# [AVAILABLE DATA]
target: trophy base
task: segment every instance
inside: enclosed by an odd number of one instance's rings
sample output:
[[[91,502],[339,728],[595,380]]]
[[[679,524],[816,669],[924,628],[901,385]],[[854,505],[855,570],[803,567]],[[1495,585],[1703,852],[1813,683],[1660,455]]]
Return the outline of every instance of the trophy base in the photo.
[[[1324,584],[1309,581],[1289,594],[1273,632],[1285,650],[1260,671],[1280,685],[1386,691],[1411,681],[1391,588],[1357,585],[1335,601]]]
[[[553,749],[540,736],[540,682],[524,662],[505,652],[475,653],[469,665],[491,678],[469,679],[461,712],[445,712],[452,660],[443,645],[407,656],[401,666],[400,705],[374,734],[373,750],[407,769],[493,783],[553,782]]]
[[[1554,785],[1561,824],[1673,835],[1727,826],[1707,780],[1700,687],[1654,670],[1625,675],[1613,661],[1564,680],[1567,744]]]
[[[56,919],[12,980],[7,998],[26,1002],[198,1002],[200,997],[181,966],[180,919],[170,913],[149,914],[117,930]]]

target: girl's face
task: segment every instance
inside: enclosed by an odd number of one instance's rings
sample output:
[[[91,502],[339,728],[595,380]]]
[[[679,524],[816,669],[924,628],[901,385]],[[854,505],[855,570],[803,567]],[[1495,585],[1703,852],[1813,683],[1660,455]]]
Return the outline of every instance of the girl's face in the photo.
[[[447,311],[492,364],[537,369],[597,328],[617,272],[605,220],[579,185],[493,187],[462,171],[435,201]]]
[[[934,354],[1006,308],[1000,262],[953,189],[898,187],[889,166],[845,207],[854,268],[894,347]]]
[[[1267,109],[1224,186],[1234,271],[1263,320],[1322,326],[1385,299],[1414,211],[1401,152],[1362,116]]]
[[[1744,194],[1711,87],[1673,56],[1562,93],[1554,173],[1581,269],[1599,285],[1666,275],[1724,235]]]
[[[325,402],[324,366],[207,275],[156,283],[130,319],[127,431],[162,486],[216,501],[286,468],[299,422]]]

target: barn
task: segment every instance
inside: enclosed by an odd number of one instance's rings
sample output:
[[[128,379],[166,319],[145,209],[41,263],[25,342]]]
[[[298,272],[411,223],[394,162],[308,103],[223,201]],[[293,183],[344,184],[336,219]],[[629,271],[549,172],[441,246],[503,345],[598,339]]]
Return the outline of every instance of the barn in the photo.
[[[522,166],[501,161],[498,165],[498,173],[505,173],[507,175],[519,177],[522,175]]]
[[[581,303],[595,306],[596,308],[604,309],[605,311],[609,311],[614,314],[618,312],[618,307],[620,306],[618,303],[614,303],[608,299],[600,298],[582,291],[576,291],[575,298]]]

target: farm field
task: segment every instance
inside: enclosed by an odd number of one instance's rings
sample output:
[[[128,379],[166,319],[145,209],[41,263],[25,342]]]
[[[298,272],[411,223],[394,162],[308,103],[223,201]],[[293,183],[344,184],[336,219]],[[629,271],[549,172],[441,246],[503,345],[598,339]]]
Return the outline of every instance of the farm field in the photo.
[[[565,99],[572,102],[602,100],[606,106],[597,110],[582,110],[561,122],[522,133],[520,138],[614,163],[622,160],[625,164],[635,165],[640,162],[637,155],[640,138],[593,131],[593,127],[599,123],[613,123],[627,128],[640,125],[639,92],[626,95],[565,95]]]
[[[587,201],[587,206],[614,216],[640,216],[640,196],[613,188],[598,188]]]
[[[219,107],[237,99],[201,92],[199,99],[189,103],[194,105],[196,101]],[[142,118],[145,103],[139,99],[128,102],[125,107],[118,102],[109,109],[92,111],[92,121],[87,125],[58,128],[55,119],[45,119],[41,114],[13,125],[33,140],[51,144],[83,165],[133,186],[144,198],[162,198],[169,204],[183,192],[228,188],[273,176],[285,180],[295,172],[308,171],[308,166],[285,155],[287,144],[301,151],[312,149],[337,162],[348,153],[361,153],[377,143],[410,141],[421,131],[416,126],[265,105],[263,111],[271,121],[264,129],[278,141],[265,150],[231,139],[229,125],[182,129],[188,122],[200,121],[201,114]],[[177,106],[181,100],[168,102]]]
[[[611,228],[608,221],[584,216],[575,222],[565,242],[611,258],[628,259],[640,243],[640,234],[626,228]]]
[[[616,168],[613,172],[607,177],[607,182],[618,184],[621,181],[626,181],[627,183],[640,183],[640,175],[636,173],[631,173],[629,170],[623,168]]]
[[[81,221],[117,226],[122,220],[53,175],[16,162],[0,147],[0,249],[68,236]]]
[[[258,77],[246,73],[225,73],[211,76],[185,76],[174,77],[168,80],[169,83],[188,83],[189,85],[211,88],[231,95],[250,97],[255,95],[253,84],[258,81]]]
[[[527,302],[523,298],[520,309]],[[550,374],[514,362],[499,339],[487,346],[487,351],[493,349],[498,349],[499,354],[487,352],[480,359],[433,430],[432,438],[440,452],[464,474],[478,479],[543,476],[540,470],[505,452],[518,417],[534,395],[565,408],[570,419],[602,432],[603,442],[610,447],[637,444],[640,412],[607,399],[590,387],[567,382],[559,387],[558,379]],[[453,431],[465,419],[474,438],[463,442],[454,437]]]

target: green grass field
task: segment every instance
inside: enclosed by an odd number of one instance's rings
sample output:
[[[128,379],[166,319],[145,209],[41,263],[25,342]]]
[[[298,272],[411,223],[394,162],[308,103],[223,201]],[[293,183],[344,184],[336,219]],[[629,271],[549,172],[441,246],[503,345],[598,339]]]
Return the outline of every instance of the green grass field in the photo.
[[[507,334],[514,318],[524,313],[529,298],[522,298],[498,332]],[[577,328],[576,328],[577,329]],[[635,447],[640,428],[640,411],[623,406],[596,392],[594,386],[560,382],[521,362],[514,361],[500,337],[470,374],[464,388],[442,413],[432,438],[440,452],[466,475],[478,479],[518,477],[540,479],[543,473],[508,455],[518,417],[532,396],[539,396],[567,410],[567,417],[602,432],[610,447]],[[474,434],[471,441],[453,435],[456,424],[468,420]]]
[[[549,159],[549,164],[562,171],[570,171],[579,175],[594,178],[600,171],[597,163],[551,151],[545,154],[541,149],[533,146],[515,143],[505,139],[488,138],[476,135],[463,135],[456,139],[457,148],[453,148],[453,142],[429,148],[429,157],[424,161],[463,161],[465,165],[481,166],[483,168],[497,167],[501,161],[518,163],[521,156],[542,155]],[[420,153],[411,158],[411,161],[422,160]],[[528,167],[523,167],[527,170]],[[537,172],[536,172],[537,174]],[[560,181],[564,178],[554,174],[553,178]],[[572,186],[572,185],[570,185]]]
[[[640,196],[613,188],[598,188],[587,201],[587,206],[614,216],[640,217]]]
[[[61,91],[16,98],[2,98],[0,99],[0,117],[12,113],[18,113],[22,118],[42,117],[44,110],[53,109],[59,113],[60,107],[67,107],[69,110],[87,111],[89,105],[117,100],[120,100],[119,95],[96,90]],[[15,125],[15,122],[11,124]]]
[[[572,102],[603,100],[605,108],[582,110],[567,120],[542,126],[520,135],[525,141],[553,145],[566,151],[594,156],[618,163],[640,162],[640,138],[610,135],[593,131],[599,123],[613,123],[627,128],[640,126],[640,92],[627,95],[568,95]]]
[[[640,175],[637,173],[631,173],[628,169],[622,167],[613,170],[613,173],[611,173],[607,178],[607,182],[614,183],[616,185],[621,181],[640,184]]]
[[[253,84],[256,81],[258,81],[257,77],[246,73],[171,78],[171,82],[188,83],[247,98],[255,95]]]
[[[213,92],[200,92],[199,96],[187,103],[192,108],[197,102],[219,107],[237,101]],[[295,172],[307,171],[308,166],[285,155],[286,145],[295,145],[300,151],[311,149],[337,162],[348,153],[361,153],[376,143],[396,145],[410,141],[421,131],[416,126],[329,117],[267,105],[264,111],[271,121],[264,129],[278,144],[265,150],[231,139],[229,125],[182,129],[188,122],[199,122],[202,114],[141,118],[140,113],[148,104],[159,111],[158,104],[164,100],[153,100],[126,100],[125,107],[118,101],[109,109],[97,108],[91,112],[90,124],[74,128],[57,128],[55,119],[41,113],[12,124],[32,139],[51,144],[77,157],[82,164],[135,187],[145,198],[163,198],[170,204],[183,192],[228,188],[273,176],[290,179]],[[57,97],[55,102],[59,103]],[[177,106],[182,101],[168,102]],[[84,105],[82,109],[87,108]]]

# [TRY IT]
Please filter the data down to the lines containing the word "target".

# [THE COMPLETED TASK]
target: trophy base
target: girl's face
target: barn
target: farm field
target: green grass field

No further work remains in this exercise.